WHAT IS NEEDED: Within the records below, repeat each line exactly but keep every picture out of the copy.

Records from a data collection:
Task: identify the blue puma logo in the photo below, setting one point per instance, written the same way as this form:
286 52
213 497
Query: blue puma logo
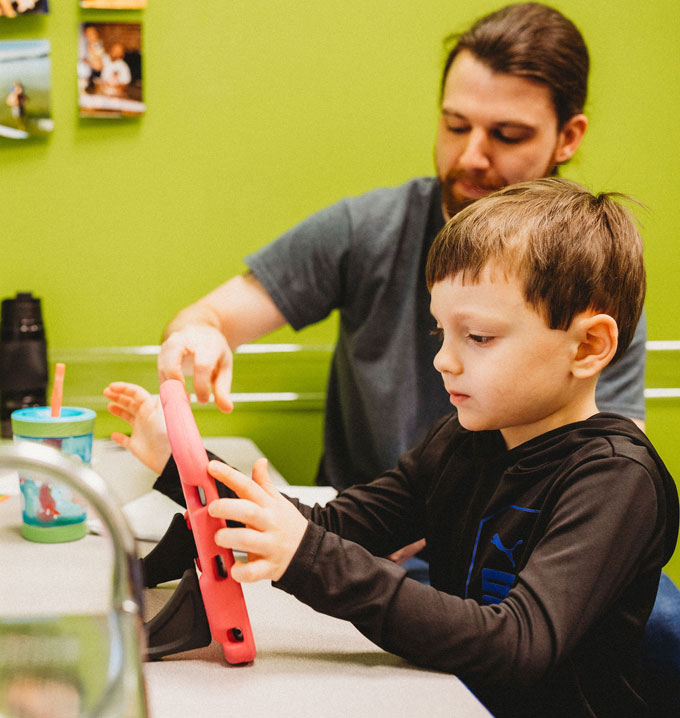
496 541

COMPLETED EXERCISE:
Task: identify the blue puma logo in the photo below, setting one point per instance, written the same way as this form:
286 52
213 497
Query: blue puma logo
496 541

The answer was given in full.